Work item: In the entries below, count the lines holding "tiered". Reply with the number only.

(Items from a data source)
----

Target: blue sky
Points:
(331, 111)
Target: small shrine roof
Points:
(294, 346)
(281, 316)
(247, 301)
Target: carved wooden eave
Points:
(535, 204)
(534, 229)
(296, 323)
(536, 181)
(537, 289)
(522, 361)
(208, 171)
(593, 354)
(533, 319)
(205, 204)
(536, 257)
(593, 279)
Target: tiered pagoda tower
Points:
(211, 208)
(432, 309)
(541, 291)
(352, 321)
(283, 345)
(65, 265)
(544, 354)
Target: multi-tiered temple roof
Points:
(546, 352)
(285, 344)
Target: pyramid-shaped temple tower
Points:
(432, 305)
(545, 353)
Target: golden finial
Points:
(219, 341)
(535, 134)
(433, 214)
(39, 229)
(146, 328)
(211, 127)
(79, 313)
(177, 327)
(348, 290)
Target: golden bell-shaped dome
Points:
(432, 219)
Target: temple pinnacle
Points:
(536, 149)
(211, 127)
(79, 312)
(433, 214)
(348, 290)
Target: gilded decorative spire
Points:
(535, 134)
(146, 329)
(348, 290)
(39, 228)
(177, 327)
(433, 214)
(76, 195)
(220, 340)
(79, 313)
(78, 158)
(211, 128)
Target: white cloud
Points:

----

Written reply: 2